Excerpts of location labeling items
===

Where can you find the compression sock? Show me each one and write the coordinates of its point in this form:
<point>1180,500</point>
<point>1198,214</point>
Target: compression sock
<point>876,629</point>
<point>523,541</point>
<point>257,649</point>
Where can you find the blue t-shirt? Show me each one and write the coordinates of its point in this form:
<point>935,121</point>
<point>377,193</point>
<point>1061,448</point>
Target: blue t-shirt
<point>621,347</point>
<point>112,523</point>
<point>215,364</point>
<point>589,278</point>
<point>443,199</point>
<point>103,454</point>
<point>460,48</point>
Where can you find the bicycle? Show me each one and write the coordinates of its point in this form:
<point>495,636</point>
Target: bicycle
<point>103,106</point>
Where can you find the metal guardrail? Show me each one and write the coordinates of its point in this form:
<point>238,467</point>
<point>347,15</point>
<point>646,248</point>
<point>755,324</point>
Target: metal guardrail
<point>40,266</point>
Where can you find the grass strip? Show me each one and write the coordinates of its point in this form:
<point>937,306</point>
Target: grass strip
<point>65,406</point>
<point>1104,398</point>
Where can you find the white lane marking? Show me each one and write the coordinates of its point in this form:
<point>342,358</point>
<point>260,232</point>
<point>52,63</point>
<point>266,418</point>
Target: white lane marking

===

### To do
Please quote the items from the line containing "Where can you find the metal" through the end of the items, both ends included.

### Completed task
Where can you find the metal guardrail? Show me each one and write the coordinates of its point in this form:
<point>238,467</point>
<point>347,15</point>
<point>646,248</point>
<point>755,324</point>
Target: metal guardrail
<point>40,266</point>
Where can you find the grass strip? Show me each one and write the coordinates of its point in this form:
<point>937,306</point>
Target: grass strip
<point>65,406</point>
<point>1104,398</point>
Where can you find the white lane marking? Show me each one and write the coordinates of its point in this form:
<point>342,358</point>
<point>260,232</point>
<point>52,63</point>
<point>266,418</point>
Target: white lane marking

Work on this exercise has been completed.